**YOUR INSTRUCTIONS**
Count the lines in the material below that contain the word "hiker", and reply with the number only.

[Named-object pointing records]

- - -

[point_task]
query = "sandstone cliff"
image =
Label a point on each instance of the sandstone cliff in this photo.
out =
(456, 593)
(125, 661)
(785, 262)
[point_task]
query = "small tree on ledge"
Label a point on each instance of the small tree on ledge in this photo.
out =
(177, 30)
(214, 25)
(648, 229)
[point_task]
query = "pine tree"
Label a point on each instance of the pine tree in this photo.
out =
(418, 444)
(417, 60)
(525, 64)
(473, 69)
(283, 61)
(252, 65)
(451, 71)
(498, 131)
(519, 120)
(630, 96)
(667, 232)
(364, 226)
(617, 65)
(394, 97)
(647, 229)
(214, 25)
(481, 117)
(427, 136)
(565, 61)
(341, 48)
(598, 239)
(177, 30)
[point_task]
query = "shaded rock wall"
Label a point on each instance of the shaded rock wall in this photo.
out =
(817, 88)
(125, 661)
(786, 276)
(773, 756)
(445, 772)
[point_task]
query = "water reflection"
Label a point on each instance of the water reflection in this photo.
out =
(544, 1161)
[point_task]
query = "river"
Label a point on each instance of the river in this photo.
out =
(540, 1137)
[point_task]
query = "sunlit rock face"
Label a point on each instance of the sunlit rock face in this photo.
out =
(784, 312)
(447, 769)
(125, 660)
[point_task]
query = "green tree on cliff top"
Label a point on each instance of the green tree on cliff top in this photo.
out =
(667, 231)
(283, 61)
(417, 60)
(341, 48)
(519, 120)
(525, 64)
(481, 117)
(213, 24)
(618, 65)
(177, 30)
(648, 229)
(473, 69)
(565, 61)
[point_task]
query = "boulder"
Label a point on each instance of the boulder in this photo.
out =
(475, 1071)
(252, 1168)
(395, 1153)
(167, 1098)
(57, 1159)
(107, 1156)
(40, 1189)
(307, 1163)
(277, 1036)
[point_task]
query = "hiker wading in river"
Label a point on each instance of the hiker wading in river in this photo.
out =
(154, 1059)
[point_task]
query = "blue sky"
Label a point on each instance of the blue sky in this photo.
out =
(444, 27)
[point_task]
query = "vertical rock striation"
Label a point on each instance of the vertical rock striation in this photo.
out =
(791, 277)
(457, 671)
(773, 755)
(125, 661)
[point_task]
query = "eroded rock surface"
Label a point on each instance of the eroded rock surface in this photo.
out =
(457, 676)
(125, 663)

- - -

**SOLUTION BELOW**
2